'''
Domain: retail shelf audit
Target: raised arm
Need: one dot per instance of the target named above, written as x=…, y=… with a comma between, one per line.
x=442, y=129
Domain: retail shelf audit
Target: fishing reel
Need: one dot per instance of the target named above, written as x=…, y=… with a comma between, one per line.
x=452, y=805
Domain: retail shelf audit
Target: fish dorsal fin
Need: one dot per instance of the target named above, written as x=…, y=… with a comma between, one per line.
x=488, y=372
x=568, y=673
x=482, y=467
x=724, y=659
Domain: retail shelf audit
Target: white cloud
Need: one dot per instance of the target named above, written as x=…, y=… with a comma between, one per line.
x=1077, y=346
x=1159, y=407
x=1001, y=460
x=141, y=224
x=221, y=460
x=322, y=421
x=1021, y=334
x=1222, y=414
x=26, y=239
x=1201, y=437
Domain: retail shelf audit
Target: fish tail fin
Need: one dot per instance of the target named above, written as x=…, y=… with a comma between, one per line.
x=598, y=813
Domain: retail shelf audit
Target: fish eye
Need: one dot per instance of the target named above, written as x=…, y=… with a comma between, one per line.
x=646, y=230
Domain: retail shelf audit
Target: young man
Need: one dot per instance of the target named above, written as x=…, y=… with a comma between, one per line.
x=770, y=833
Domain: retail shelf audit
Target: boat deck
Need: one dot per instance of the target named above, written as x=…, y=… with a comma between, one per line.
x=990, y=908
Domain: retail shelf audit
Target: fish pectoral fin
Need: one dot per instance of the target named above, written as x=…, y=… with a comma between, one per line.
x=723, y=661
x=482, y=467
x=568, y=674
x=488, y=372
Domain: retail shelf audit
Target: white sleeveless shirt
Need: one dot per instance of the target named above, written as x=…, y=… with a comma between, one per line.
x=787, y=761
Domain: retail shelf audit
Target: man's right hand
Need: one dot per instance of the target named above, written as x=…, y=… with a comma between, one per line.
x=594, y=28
'''
**TASK GOAL:**
Copy everything from the start of the records down to the line containing "x=442, y=129", substituting "lifted arm" for "raised arm" and leaving the rest unchanged.

**EXERCISE RESPONSE:**
Domain: retail shelf audit
Target: lifted arm
Need: one dot per instance of the target named above, written as x=…, y=… with a comma between, one per line.
x=442, y=129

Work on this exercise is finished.